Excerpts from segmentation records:
____

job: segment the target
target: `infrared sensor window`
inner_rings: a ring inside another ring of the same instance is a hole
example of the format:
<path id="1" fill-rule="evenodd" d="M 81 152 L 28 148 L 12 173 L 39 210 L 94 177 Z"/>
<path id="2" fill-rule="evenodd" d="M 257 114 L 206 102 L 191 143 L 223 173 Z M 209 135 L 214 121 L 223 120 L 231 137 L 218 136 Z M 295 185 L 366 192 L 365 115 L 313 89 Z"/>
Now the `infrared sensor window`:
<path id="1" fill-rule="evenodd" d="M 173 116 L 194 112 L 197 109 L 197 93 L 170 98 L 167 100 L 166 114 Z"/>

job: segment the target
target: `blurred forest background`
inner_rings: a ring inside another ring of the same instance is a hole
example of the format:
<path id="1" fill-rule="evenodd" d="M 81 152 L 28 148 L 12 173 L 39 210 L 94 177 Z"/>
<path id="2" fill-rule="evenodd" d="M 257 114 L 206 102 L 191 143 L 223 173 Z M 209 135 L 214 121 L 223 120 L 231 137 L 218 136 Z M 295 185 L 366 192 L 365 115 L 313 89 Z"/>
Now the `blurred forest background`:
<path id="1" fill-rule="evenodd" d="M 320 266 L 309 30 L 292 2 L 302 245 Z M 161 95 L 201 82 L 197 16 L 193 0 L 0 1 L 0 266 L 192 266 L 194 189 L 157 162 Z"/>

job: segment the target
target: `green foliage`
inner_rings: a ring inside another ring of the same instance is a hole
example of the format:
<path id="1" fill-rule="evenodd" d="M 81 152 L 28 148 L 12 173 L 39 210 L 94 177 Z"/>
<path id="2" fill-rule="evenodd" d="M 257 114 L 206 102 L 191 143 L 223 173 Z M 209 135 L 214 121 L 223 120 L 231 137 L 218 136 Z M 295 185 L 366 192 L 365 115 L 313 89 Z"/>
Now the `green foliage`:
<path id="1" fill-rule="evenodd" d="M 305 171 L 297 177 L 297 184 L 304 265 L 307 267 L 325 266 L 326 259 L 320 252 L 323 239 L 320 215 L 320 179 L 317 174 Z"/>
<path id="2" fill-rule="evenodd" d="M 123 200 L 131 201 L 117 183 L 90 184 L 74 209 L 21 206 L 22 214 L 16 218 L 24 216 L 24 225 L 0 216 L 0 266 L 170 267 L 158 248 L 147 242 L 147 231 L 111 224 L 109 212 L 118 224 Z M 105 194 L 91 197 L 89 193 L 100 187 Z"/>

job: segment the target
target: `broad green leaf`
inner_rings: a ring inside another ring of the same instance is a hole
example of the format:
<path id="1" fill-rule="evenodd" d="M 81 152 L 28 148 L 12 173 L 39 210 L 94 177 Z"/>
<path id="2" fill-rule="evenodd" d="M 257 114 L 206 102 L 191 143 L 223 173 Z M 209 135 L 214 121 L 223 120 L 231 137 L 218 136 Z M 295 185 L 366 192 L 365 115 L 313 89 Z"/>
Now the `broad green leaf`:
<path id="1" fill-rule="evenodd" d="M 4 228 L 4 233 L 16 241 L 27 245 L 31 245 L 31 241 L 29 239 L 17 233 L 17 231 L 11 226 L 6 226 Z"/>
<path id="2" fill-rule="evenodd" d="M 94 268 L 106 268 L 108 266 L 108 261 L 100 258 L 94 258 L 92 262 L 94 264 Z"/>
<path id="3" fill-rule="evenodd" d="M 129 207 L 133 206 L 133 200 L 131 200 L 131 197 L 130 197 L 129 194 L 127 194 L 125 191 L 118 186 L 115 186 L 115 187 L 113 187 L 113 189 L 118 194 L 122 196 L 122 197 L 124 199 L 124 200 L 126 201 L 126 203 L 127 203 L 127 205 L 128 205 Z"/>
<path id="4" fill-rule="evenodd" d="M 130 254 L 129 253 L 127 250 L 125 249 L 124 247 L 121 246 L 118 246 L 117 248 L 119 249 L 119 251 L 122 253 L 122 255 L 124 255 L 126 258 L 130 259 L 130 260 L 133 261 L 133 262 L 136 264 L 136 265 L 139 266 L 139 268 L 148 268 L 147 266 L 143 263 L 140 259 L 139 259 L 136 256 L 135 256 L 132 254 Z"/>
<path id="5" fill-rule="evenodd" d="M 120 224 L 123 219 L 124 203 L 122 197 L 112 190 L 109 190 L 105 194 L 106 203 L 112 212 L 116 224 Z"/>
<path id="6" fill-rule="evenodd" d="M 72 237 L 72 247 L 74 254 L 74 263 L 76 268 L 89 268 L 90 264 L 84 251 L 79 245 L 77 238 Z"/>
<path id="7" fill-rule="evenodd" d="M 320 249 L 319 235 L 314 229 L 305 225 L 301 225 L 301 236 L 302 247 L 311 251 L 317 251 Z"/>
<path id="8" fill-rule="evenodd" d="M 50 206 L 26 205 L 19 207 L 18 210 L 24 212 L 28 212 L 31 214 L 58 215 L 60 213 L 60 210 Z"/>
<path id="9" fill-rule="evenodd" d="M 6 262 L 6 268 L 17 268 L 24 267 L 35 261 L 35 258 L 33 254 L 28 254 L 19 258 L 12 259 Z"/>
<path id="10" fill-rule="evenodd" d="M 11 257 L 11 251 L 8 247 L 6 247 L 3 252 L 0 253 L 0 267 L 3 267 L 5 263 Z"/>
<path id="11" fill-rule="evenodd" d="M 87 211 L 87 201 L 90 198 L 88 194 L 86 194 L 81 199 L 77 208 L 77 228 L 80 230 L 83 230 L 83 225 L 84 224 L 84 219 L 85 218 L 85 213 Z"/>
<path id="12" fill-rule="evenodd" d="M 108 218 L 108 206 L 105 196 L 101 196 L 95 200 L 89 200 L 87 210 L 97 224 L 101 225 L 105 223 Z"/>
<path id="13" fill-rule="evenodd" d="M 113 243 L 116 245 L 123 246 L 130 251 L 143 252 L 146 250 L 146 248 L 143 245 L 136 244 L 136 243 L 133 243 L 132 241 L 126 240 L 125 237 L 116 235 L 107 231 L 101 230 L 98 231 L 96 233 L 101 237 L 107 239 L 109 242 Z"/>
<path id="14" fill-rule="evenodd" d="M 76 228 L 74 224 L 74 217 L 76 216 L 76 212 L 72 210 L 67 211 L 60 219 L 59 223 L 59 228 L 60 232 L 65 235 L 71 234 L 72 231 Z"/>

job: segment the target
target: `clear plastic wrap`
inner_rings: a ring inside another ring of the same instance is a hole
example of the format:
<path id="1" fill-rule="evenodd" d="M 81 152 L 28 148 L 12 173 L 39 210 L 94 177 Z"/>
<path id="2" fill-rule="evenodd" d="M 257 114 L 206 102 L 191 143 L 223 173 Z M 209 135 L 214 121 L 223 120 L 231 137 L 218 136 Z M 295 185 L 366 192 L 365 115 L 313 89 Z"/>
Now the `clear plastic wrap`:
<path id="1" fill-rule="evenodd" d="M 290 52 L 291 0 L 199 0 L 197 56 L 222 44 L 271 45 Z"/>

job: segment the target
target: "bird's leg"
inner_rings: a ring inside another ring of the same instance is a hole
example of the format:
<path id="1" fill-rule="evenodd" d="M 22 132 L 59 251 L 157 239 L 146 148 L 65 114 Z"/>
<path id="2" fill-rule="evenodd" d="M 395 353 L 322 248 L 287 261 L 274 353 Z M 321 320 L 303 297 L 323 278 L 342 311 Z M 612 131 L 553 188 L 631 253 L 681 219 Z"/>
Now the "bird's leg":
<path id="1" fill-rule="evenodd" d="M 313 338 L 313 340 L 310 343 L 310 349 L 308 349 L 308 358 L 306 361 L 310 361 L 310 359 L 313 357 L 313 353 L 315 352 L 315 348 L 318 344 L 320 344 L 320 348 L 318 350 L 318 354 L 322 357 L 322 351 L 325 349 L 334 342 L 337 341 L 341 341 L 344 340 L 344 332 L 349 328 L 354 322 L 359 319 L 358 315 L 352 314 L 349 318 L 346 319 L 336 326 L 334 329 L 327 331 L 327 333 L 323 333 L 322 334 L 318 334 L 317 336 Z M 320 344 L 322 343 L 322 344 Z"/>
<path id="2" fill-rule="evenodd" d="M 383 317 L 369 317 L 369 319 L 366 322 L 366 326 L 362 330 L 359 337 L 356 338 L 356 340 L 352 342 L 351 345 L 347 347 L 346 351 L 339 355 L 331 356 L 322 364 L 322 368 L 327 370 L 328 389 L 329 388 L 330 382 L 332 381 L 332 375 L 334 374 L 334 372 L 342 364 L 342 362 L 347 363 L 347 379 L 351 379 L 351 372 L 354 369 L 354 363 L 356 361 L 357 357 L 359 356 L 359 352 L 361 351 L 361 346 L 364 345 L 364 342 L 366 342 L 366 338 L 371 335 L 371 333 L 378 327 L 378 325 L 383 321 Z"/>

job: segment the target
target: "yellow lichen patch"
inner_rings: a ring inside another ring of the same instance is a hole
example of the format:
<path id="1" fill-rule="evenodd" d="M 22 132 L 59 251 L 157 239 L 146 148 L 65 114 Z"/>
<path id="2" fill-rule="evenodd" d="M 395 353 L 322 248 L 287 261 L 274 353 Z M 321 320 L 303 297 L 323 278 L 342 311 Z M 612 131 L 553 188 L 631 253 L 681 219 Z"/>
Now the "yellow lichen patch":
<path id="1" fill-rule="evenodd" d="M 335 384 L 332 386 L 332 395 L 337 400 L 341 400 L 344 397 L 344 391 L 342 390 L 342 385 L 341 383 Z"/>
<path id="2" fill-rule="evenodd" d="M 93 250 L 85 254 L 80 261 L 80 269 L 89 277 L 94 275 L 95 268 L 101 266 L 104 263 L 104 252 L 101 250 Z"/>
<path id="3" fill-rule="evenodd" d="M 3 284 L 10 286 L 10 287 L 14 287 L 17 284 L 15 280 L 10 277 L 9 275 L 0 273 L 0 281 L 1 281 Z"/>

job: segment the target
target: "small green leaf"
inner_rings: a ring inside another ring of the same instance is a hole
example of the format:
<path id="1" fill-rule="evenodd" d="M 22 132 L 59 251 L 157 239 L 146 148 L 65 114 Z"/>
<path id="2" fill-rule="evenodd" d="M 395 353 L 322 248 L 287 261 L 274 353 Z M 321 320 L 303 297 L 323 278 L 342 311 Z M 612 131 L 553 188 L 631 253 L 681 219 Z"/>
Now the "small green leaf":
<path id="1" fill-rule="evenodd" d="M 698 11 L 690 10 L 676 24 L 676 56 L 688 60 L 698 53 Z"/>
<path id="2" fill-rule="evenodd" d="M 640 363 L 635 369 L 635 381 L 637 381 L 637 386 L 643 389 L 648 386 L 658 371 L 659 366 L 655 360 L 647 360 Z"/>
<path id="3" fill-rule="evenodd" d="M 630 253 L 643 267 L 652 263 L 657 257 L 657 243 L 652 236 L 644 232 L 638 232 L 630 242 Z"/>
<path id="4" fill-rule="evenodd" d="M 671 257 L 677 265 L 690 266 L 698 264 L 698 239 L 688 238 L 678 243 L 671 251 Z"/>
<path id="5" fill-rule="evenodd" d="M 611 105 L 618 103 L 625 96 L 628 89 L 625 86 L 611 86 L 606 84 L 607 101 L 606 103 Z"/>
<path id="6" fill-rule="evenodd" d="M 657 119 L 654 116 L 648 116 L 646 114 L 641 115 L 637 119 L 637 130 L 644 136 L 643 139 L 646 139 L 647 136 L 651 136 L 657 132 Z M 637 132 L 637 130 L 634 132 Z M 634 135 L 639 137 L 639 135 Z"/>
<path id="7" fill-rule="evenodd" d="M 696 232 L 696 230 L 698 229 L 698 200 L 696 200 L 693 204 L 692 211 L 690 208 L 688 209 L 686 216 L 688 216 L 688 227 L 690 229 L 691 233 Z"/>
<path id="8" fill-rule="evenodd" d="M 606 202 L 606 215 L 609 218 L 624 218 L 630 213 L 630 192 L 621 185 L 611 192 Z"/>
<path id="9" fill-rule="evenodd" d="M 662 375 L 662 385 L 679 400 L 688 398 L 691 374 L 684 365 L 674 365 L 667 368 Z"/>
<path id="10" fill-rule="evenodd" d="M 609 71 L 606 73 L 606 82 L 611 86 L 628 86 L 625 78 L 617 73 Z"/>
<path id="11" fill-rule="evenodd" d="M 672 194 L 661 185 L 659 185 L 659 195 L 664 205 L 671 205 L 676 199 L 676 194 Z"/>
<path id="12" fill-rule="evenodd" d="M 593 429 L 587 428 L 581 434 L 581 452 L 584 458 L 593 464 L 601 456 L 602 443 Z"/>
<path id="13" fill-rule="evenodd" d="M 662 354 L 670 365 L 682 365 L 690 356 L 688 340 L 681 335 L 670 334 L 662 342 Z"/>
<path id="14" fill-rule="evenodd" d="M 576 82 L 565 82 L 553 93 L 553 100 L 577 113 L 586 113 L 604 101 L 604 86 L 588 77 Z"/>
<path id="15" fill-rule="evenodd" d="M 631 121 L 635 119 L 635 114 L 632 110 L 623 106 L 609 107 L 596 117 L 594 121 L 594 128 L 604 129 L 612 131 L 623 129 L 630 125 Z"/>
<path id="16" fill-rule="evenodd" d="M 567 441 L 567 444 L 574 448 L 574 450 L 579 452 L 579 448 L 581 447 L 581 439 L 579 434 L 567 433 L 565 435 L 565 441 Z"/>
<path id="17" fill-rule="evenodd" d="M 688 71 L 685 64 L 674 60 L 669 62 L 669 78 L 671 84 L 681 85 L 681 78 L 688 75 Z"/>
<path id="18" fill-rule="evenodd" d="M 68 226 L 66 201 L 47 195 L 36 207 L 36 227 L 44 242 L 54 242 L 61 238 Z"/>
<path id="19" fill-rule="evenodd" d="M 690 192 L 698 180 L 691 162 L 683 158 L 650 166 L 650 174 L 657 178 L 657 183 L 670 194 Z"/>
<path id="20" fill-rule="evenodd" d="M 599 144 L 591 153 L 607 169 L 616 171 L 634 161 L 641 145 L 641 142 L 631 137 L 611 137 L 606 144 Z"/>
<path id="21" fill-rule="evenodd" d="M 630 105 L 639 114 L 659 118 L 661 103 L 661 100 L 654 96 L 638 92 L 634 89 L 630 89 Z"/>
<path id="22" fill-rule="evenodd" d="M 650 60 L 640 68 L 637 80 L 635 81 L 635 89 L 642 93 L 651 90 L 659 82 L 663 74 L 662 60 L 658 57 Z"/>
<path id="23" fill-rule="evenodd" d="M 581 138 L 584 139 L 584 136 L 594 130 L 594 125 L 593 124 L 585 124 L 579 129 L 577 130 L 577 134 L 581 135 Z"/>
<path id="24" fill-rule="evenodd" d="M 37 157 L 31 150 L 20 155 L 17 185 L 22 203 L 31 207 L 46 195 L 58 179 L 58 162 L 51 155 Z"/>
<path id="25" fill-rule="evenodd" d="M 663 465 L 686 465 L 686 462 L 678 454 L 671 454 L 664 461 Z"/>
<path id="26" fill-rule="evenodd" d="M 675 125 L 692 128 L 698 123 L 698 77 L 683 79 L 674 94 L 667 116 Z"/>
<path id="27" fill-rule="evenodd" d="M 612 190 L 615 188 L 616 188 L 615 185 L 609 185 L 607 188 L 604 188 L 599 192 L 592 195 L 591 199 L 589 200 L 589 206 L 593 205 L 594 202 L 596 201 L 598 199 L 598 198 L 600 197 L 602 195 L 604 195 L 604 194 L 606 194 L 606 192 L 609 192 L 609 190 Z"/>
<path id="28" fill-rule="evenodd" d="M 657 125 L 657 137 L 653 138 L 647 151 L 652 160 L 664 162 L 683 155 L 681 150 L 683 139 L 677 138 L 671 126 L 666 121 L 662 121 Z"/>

____

| Instructions to follow |
Please report each line of the data above that contains the word "foliage", copying every such line in full.

| Solution for this exercise |
target: `green foliage`
Now the `green foliage`:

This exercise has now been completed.